Required work:
Reproduce the following records verbatim, line for line, with no changes of any kind.

Given information:

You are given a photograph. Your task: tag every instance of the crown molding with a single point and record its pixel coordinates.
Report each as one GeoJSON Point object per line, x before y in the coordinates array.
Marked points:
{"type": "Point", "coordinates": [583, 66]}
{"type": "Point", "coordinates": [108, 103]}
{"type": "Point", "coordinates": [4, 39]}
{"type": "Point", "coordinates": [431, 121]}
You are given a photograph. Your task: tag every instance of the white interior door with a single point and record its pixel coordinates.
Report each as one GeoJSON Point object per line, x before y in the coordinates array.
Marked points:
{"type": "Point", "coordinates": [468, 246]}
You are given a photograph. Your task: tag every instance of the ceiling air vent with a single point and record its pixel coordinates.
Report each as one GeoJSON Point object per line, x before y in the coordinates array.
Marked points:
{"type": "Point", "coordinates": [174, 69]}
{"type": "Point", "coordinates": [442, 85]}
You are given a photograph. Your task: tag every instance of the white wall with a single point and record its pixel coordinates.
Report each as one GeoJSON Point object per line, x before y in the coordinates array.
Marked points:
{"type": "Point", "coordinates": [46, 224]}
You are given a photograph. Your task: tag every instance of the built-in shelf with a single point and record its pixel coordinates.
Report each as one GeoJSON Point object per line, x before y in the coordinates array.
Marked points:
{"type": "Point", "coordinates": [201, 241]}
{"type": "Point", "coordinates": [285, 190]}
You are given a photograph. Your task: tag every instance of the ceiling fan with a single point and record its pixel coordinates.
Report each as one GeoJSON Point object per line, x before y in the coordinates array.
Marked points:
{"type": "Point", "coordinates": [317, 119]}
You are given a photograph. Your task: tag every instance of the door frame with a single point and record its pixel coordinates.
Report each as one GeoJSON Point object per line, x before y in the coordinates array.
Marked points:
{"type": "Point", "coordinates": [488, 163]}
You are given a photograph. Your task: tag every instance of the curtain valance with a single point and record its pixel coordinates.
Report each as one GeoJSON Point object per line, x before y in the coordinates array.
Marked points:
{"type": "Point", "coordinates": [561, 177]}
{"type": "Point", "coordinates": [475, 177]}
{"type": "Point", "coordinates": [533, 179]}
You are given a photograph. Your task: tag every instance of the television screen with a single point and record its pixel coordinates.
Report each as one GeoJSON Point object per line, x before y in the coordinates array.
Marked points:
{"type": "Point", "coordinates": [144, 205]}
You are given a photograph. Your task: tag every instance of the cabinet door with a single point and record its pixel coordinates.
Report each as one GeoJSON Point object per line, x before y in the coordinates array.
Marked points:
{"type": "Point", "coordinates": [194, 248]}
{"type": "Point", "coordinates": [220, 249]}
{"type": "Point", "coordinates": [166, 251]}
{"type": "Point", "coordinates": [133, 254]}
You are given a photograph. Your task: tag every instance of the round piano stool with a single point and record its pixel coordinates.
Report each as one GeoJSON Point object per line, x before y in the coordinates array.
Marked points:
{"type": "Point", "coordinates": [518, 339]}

Result for this task:
You are given a photograph. Your task: tag every instance of the crown molding with a single point and record its pixel coordinates.
Report each as one GeoJSON Point object per line, x before y in the coordinates array.
Marked points:
{"type": "Point", "coordinates": [583, 66]}
{"type": "Point", "coordinates": [108, 103]}
{"type": "Point", "coordinates": [4, 39]}
{"type": "Point", "coordinates": [431, 121]}
You are given a photograph. Your task: tag every instance of the white interior door with a single point and record its pixel coordinates.
Report each as one GeoJSON Point object per line, x before y in the coordinates array.
Marked points:
{"type": "Point", "coordinates": [468, 246]}
You are given a photograph. Your task: tag every instance of the ceiling air vent with a single point and record its pixel coordinates.
Report each as one GeoJSON Point object per line, x before y in the coordinates array.
Marked points:
{"type": "Point", "coordinates": [174, 69]}
{"type": "Point", "coordinates": [442, 85]}
You are given a photograph. Your task: tag every instance of the white wall with a single point and record its pixel coordinates.
Report each as one GeoJSON Point object per line, x before y in the coordinates array.
Marked points:
{"type": "Point", "coordinates": [46, 224]}
You are given a photograph. Your task: tag every instance of the built-in shelf with a single point and record its pixel coordinates.
Report each as one GeoJSON Point object per line, x before y in the coordinates array.
Marked points:
{"type": "Point", "coordinates": [201, 241]}
{"type": "Point", "coordinates": [285, 190]}
You are given a photograph. Your task: tag every instance of the ceiling fan with a single point and record its pixel coordinates.
Report each as one GeoJSON Point object per line, x before y in the coordinates array.
Marked points:
{"type": "Point", "coordinates": [317, 119]}
You are given a photograph. Your task: tag every instance of the door frame with a single point and record its pixel coordinates.
Report each as one GeoJSON Point object per line, x before y in the coordinates array.
Marked points:
{"type": "Point", "coordinates": [488, 163]}
You are given a photograph. Your task: tag every instance of the curtain valance with a single point and record its pixel coordinates.
Report each as one GeoJSON Point object per line, x before y in the coordinates array.
Marked points:
{"type": "Point", "coordinates": [561, 177]}
{"type": "Point", "coordinates": [475, 177]}
{"type": "Point", "coordinates": [533, 179]}
You are given a photograph. Your task: tag every instance of the television screen with a single point and record its pixel coordinates.
Report each as one GeoJSON Point object per line, x before y in the coordinates array.
Marked points:
{"type": "Point", "coordinates": [144, 205]}
You are given a photograph. Your task: tag every instance of the cabinet door with a single point and record its pixel coordinates.
Report each as one GeoJSON Point object per line, x before y in the coordinates array.
Marked points:
{"type": "Point", "coordinates": [194, 248]}
{"type": "Point", "coordinates": [220, 249]}
{"type": "Point", "coordinates": [166, 251]}
{"type": "Point", "coordinates": [133, 254]}
You are given a photograph. Your task: tag every instance of the round piano stool with a single point and record its pixel coordinates.
Report each as one GeoJSON Point object per line, x before y in the coordinates array.
Marked points:
{"type": "Point", "coordinates": [518, 339]}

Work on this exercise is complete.